● **Problem to solve**
In the records, each line holding "this" must be reported.

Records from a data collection
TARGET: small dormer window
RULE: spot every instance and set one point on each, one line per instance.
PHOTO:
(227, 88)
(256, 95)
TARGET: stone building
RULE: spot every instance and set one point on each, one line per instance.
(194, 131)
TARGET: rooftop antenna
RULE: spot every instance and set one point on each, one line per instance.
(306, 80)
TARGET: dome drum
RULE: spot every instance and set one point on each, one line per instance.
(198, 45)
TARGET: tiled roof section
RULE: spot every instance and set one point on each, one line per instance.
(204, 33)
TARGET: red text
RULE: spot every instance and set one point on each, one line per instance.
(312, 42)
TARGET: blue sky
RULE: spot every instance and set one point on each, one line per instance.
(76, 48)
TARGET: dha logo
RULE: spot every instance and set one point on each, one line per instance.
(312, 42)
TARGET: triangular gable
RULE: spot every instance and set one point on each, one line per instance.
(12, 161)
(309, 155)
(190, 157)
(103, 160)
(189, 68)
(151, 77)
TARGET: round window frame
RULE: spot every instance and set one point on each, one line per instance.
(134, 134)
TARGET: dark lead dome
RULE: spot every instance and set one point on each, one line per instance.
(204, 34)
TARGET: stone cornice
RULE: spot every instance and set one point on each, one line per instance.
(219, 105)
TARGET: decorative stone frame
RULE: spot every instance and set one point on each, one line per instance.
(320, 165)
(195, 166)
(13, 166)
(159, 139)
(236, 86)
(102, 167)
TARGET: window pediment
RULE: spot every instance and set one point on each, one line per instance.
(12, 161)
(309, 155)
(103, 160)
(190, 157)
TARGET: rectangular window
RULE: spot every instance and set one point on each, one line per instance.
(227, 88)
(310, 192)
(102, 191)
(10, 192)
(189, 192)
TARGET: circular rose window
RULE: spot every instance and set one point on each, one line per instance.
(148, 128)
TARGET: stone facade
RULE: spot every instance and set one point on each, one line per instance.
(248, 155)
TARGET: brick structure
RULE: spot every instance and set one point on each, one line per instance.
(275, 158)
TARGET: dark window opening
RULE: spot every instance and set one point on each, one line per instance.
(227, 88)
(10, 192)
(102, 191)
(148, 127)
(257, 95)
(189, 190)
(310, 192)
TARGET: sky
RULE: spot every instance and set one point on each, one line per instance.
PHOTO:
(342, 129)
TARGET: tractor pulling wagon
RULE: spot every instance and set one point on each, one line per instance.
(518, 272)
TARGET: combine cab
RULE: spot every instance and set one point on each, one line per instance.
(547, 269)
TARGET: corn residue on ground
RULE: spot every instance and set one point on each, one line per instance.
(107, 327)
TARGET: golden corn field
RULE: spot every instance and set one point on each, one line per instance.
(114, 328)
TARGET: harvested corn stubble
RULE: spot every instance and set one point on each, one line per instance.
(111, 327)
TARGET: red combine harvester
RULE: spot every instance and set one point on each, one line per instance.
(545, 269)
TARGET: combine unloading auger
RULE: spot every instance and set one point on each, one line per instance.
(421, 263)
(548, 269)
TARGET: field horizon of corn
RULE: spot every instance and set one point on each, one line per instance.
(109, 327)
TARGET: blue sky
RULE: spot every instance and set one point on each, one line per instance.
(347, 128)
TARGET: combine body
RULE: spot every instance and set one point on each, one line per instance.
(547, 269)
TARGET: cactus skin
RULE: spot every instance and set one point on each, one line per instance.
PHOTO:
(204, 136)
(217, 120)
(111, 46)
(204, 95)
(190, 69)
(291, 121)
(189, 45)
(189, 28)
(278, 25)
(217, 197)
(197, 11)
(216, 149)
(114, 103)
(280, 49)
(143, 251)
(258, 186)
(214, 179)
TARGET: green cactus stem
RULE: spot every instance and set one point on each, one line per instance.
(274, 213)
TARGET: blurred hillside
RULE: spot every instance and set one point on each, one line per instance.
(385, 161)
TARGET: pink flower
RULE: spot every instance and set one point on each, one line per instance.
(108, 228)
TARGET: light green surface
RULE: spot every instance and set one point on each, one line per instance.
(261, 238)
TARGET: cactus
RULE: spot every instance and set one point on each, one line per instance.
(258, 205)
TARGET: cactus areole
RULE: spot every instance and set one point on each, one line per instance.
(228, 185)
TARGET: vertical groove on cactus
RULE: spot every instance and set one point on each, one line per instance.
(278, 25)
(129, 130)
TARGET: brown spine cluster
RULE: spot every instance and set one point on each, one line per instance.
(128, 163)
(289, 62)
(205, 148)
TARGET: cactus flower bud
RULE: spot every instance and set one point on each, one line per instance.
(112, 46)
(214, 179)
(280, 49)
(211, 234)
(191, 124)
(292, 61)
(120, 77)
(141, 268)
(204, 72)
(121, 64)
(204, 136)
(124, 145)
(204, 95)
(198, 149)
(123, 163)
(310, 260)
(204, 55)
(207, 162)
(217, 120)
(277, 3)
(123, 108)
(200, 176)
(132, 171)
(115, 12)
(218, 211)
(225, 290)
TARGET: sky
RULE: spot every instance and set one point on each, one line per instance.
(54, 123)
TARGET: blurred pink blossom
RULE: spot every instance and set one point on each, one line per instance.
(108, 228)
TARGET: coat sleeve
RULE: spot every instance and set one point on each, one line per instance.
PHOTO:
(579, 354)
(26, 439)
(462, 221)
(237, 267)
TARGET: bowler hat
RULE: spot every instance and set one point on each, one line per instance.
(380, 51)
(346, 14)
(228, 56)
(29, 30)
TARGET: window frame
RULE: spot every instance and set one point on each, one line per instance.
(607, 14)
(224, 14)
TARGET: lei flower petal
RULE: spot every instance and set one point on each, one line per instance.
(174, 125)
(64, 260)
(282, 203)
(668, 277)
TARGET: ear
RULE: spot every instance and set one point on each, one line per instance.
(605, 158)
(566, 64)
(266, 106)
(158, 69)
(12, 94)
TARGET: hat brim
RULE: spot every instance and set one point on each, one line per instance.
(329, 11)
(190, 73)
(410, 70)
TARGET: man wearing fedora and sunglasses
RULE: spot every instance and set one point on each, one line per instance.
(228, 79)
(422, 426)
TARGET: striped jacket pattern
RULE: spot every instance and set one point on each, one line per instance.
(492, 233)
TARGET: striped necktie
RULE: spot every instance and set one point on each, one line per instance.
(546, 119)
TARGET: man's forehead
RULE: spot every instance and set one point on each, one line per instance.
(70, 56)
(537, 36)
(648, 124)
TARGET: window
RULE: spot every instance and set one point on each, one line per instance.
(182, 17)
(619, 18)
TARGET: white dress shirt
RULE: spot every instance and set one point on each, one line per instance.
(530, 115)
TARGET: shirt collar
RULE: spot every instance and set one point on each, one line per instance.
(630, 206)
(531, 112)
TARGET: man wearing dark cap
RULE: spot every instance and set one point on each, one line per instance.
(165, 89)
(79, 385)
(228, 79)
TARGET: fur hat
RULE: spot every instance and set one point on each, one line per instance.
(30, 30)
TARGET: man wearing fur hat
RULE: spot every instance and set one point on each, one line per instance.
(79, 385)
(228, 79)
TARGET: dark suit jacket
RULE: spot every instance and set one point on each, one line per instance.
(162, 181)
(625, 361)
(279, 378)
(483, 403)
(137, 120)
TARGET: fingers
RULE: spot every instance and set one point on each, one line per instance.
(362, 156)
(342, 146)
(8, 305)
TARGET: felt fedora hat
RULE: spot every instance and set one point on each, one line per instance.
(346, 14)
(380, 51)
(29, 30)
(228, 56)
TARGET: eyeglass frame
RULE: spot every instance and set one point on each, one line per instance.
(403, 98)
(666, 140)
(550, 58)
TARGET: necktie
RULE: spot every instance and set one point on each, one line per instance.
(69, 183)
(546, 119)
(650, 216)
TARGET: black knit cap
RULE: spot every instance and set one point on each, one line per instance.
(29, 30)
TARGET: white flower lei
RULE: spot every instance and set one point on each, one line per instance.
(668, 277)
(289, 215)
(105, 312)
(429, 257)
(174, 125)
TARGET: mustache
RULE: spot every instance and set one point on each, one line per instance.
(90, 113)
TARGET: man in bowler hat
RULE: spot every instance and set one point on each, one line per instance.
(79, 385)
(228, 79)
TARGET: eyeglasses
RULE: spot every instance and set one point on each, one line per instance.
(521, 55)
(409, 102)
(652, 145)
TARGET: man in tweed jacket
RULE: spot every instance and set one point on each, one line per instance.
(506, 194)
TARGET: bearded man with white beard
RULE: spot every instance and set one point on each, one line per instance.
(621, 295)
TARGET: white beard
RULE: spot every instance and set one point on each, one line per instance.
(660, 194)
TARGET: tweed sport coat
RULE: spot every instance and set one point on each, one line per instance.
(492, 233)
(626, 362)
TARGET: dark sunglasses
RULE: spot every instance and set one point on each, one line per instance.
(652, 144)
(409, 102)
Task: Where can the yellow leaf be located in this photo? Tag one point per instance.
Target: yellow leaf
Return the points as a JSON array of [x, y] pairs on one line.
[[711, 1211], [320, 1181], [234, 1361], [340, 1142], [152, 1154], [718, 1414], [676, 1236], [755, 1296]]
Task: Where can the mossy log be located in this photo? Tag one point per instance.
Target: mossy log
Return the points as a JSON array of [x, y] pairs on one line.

● **Reply**
Task: Where can the yellow leaf be located in this photo? Tag one point per instance.
Task: Where can the mossy log be located in this photo? Tag one point per instance.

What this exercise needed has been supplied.